##### Brano di partenza

Isola di Lesbo, 18 agosto. Nel campo d’internamento greco di Pagani 150 profughi, minori d’età e non accompagnati, sono entrati in sciopero della fame per protesta contro le condizioni di vita. Lì oltre 1.000 persone sono stipate in un ex capannone industriale dietro finestre con le inferriate e recinzioni di filo spinato. Due giorni dopo attivisti europei dei diritti dell’uomo filmano di nascosto la situazione a Pagani e mettono il video in Internet. Le riprese mostrano fra l’altro un deposito coperto di muffa con brande su quattro piani e materassi, nel quale sono rinchiusi 160 giovani e ragazzi in età minorile, molti dei quali provengono chiaramente dall’Afghanistan e dall’Iraq. Alcuni presentano mutilazioni a braccia e gambe, un 13enne giace esanime in letto. Non vi è alcuna assistenza medica, dicono i profughi, 160 uomini si dividono due gabinetti, il puzzo è insopportabile. L’internamento della durata di mesi viola numerosi accordi di diritto internazionale, fra i quali la Convenzione di Ginevra sui profughi e la Convenzione delle Nazioni Unite sui diritti dei minori.
 
In un colloquio con Die Zeit il ministro degli Eterei greco Dora Bakojannis dà la colpa ai vicini. «La Turchia deve una buona volta controllare con maggiore efficienza i suoi confini, per porre fine al commercio degli esseri umani». Bakojannis chiede la solidarietà dell’Europa. «L’immigrazione illegale è una sfida alla Grecia, alla Turchia e all’Unione Europea. Per questo motivo dobbiamo combattere insieme questa moderna forma di commercio degli schiavi». Gli esperti europei di diritto d’asilo ritengono tutto ciò meri pretesti. La Grecia ostenta da anni a scopo dimostrativo di non avere l’intenzione di osservare un livello minimo di difesa e di sostentamento dei rifugiati.
 
Mediterraneo, nei pressi di Lampedusa, 20 agosto. La guardia costiera italiana ricupera da un canotto gonfiabile cinque eritrei, totalmente esauriti. Si tratta dei soli sopravvissuti dei 78 profughi che erano partiti a fine luglio dalle coste libiche. Gli eritrei erano in mare alla deriva da quasi tre settimane, senza cibo, carburante e acqua potabile e avevano gettato fuori bordo, a mano a mano, i cadaveri dei loro connazionali. Non soltanto il numero dei morti era finito in prima pagina in tutta Europa, ma anche il fatto che chiaramente numerose navi da carico avevano avvistato il gommone senza portare aiuto. Soltanto gli equipaggi di due motopescherecci, riferisce un sopravvissuto, avevano dato loro pane e acqua. Ma poi avevano ripreso la rotta lasciando indietro i profughi.

##########
##### Materiale di partenza

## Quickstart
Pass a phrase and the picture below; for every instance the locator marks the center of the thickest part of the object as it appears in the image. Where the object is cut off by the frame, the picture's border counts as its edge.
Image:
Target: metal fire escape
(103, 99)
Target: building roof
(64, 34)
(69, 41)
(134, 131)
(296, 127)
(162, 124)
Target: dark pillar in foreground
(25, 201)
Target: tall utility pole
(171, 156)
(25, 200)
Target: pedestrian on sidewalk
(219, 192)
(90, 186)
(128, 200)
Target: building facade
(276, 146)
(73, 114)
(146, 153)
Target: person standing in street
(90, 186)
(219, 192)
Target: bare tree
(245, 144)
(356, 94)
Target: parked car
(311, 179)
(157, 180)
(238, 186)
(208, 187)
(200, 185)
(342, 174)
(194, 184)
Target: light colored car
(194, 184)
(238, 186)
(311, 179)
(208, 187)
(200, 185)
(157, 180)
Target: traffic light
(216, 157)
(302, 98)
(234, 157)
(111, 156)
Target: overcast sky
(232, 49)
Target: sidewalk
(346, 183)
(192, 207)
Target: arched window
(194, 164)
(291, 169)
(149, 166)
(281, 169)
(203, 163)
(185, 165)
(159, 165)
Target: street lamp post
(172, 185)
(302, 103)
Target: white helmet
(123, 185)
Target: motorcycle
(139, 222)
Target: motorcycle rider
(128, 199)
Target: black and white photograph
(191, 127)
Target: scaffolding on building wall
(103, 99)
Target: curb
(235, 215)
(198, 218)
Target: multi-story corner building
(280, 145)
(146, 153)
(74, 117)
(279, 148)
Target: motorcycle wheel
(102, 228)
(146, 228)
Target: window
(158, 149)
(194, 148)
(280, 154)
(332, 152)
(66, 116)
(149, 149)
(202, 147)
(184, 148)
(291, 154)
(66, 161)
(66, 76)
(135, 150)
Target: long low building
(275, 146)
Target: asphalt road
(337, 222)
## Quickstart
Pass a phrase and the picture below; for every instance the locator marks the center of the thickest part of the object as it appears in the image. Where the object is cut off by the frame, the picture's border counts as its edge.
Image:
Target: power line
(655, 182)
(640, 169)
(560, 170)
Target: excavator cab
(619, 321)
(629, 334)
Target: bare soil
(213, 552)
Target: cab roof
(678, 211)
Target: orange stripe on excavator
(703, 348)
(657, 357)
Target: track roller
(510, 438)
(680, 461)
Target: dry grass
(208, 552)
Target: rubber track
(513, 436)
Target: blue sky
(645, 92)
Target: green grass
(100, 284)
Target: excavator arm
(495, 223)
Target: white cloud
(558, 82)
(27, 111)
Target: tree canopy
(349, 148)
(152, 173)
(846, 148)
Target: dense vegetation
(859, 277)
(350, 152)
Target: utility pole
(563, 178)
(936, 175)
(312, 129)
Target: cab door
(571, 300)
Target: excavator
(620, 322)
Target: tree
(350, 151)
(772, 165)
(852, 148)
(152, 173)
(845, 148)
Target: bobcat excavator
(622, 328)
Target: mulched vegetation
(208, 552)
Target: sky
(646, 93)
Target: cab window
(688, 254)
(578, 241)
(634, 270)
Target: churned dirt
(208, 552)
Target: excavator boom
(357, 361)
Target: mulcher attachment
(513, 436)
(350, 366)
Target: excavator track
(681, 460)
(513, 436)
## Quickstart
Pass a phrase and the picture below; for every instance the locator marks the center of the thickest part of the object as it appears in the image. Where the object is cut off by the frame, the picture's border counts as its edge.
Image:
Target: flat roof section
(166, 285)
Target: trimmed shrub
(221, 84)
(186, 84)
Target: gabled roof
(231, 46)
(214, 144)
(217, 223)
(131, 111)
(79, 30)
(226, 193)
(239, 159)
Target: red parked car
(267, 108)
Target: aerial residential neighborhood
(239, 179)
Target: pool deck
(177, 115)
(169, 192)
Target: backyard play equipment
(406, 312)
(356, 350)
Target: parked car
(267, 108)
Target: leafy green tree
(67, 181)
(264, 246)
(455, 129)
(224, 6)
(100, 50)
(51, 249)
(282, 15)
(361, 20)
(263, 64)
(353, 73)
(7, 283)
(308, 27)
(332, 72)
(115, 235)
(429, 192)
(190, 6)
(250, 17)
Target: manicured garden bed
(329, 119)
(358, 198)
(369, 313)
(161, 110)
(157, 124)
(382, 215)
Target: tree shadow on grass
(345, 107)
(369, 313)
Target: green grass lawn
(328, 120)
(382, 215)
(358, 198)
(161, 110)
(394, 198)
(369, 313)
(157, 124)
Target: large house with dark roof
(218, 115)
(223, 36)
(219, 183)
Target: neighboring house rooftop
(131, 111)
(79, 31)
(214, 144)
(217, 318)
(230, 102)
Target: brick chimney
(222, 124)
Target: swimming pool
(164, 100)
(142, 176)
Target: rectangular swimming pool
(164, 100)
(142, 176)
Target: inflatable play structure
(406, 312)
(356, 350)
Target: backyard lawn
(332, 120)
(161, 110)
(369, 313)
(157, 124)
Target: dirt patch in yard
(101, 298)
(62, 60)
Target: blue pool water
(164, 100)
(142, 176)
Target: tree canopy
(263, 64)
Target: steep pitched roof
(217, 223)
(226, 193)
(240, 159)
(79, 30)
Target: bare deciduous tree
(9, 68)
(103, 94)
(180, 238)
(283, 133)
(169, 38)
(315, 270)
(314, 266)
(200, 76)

##########
##### Materiale di partenza

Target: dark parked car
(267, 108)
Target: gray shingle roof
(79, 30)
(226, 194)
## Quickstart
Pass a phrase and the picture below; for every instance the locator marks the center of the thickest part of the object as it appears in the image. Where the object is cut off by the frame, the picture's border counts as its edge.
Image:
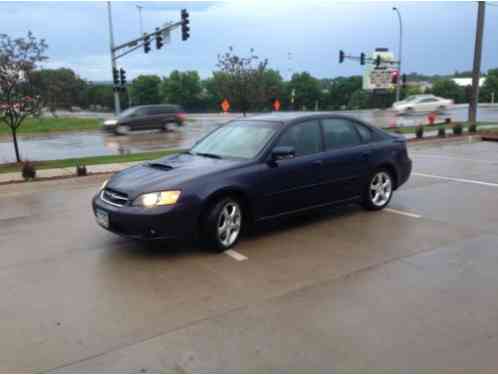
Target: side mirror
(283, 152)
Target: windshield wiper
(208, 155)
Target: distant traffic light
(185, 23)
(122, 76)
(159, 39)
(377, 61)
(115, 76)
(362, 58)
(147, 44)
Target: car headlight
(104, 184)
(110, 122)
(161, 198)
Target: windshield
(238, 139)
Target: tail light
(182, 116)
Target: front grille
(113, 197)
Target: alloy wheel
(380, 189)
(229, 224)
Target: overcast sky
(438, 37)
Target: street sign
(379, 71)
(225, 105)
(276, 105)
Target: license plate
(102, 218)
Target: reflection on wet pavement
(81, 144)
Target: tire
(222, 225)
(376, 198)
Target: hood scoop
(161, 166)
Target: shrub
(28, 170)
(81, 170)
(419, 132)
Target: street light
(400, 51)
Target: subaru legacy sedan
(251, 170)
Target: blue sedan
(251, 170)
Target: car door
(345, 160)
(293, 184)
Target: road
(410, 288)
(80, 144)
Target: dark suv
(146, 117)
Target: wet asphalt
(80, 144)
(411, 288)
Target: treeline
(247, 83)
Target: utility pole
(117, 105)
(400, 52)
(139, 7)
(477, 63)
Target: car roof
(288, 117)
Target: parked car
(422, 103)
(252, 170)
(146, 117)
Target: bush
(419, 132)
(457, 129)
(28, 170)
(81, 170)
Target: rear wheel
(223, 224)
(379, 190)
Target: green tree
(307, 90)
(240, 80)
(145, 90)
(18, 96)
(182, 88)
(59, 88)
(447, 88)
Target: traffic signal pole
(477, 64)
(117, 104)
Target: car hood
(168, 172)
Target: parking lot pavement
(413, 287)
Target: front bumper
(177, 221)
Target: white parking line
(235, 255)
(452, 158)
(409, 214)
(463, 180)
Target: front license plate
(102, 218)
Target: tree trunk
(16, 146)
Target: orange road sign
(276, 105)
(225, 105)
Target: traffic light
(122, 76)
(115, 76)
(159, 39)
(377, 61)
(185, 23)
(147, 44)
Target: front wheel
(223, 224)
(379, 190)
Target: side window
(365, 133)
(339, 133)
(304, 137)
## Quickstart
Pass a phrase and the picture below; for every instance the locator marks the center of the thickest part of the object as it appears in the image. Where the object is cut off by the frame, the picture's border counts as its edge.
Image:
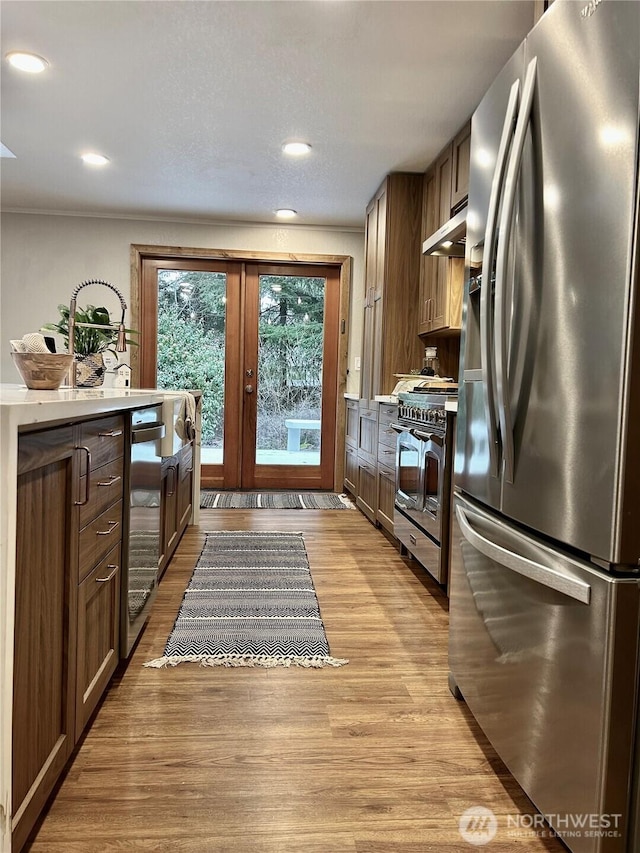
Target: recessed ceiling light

##########

Prosegui il brano sui profughi di Lesbo e Lampedusa, riprendendo subito dopo la sua ultima frase.

 
In Italia dopo questo caso si è inasprito il conflitto fra la Chiesa cattolica e il governo. L’Avvenire, il quotidiano della Conferenza episcopale italiana, accusa l’Europa di chiudere gli occhi davanti alla tragedia dei profughi nel Mediterraneo così come aveva fatto a suo tempo durante la Shoah «davanti ai treni stipati di deportati». Umberto Bossi, presidente del partito populista di destra al governo Lega Nord, dichiara che il Vaticano dovrebbe aprire le sue porte agli illegali invece di criticare il governo. Organizzazioni cattoliche di laici, come la Comunità S. Egidio, lamentano che il loro lavoro di assistenza ai profughi viene sempre più ostacolato nelle città a governo di destra.
 
Già in maggio la guardia costiera italiana aveva intercettato in mare aperto diverse centinaia di profughi e li aveva scortati con la forza fino in Libia, senza verificare il loro diritto alla tutela. Espulsione o «respingimento» in un Paese, nel quale i profughi sono in pericolo di vita, infrangono i principi fondamentali della Convenzione di Ginevra sui profughi (CGP). La Libia non ha mai firmato la Convenzione, è considerata come uno Stato che tortura, i maltrattamenti ai profughi sono documentati, come pure il loro arresto effettuato in modo disumano e il loro «riporto» nei Paesi di origine: coloro che ne sono colpiti vengono trasportati in container da carico per 1.500 chilometri di deserto, senza cibo né acqua, al confine sudanese sono sovente «rivenduti» ai passatori. Ciò che la Chiesa cattolica e i gruppi di profughi considerano un’eclatante violazione del diritto internazionale il ministro italiano dell’Interno Roberto Maroni definisce uno «storico punto di svolta nella lotta contro l’immigrazione illegale», che secondo l’opinione del suo partito, la Lega Nord, minaccia di «sommergere» l’Italia.
 
Intercettare i profughi in alto mare con il sospetto dell’ «immigrazione illegale» e «deviarli» nei Paesi africani – questa pratica fa parte da lungo tempo della strategia dell’organizzazione per la difesa delle frontiere dell’Unione Europea Frontex, anche se questa ufficialmente agisce come scorta della guardia costiera nazionale. la studiosa di diritto internazionale Monika Lüke, segretaria generale della sezione tedesca di Amnesty International, definisce la partecipazione di elicotteri tedeschi a tali azioni come «concorso in violazioni del diritto internazionale».
 
In quanto a ciò non è più vero neppure il quadro della fortezza europea, che ha sollevato i suoi ponti levatoi. L’Unione Europea agisce molto più come una potenza militare e poliziesca, che estende la difesa dei suoi confini con missioni out-of-area profondamente addentro al continente africano e in mare aperto.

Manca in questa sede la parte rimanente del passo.